--- TEXT BLOCK ---
- Opening Delimiter -


    And when I go [not bloody yet, obviously…] I hope it’s of a surfeit of pork chops too.

  5. Worm
    September 9, 2011 at 10:48

    why was it that people in those days managed to die from surfeits of eating (lampreys et al..)

    Does anyone these days die from a surfeit of eating? and what exactly is the medical cause?

    • Worm
      September 9, 2011 at 10:56

      After some googlage, I’ve found out that the Duchess of Queensbery died from a surfeit of cherries, as did quite a few others it would seem. King John may have died from a surfeit of peaches in 1216, Pope Martin IV died of a surfeit of eels – and Duc d’Escars died of a surfeit of a dish called Truffes a la purée d’ortolans invented by Louis VIII. They cooked the dish together, enough for ten people, then sat and ate it between them. ‘The Duc awoke in the middle of the night indisposed, and forthwith died of a surfeit.’

  6. jonhotten@aol.com'
    September 9, 2011 at 11:29

    How many pork chops constitute a surfeit?

- Closing Delimiter -

--- RECORDS SUPPLIED ---
- Opening Delimiter -

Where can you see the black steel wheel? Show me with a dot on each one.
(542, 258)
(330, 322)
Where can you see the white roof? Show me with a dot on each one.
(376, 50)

- Closing Delimiter -

--- WORK INSTRUCTIONS ---
Copy everything in the comment thread on surfeits from "And when I go" down to "(lampreys et al..)". The material after the text is separate from it.

--- EXERCISE SOLUTION ---
And when I go [not bloody yet, obviously…] I hope it’s of a surfeit of pork chops too.

  5. Worm
    September 9, 2011 at 10:48

    why was it that people in those days managed to die from surfeits of eating (lampreys et al..)